* Prompt: In the records, each line holding "twig" must be reported.

* Dataset records:
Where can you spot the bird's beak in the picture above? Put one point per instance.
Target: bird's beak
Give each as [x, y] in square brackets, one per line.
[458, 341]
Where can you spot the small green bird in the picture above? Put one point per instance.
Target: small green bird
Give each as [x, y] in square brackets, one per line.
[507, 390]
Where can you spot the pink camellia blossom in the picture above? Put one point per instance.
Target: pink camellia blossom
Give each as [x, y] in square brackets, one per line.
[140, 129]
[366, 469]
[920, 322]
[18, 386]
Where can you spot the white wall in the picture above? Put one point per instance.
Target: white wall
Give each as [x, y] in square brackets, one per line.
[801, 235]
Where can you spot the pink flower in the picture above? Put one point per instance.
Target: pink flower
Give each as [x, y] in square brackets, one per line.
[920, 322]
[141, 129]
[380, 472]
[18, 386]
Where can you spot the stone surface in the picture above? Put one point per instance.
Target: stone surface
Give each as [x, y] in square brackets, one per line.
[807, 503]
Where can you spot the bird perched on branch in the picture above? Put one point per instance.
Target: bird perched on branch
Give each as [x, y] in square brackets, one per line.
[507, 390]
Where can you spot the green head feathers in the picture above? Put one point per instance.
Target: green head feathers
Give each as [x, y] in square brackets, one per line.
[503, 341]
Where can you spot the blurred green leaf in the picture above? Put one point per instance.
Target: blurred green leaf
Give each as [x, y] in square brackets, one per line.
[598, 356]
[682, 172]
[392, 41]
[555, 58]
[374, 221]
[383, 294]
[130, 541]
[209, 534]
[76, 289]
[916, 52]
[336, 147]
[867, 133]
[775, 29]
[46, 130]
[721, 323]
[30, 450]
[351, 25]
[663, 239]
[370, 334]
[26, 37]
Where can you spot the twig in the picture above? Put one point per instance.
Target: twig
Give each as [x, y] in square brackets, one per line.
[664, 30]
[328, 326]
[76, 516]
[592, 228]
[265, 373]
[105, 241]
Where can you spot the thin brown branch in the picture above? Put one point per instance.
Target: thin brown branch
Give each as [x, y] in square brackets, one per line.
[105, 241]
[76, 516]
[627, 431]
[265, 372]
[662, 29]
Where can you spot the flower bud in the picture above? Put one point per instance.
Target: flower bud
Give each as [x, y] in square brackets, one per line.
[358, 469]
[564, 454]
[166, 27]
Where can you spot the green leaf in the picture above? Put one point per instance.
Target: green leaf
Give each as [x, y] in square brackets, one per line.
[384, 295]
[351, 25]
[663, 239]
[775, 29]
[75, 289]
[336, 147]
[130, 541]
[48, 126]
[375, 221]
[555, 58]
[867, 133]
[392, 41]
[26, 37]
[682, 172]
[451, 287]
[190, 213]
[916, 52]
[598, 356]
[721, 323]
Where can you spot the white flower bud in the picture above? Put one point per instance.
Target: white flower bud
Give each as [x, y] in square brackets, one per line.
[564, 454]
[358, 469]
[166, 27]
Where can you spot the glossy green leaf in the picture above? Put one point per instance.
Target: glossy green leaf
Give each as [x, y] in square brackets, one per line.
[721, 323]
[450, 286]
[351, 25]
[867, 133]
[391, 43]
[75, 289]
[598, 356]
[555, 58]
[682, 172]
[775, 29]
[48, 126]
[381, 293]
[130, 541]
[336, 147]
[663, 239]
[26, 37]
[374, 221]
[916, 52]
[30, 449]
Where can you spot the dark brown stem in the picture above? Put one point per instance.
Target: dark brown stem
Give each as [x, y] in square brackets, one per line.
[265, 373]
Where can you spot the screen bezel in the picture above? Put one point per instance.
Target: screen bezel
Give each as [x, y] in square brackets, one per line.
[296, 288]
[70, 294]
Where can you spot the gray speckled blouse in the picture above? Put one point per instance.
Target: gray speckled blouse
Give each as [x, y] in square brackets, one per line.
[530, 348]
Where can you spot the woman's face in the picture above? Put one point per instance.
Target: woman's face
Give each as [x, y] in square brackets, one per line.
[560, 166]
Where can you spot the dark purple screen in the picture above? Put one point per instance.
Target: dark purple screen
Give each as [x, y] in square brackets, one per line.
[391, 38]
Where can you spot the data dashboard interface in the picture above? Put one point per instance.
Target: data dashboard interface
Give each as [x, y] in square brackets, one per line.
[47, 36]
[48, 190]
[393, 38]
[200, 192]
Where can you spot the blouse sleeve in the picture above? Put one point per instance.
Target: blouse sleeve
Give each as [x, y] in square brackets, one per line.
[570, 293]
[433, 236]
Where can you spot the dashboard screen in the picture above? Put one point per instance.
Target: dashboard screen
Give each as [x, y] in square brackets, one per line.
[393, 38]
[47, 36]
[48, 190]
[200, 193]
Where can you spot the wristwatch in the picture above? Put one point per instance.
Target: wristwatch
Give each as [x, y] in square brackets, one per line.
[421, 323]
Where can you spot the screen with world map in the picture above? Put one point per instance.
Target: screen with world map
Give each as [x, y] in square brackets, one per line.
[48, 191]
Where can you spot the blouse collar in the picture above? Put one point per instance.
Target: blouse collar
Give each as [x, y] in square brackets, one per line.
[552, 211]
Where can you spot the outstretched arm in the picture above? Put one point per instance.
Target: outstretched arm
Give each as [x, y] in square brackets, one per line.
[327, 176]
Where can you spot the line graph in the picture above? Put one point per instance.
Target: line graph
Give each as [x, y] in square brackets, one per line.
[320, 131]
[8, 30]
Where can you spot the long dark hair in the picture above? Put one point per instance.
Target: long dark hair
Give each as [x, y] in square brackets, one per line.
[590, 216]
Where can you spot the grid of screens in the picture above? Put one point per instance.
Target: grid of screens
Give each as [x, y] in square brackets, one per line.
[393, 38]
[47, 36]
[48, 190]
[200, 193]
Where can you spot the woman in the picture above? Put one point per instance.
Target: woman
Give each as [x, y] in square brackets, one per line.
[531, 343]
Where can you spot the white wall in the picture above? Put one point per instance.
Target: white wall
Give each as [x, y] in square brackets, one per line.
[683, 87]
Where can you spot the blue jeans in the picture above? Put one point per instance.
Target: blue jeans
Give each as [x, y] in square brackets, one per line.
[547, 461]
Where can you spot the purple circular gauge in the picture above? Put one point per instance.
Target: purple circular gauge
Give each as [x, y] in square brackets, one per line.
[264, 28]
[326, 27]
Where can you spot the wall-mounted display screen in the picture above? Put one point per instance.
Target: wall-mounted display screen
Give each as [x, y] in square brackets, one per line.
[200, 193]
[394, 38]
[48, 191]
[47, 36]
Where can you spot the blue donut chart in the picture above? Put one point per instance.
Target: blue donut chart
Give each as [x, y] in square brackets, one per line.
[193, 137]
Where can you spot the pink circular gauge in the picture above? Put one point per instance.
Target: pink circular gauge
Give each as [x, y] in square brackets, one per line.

* Final answer:
Where can you spot the twig in the picture above? Put one point per instance.
Target: twig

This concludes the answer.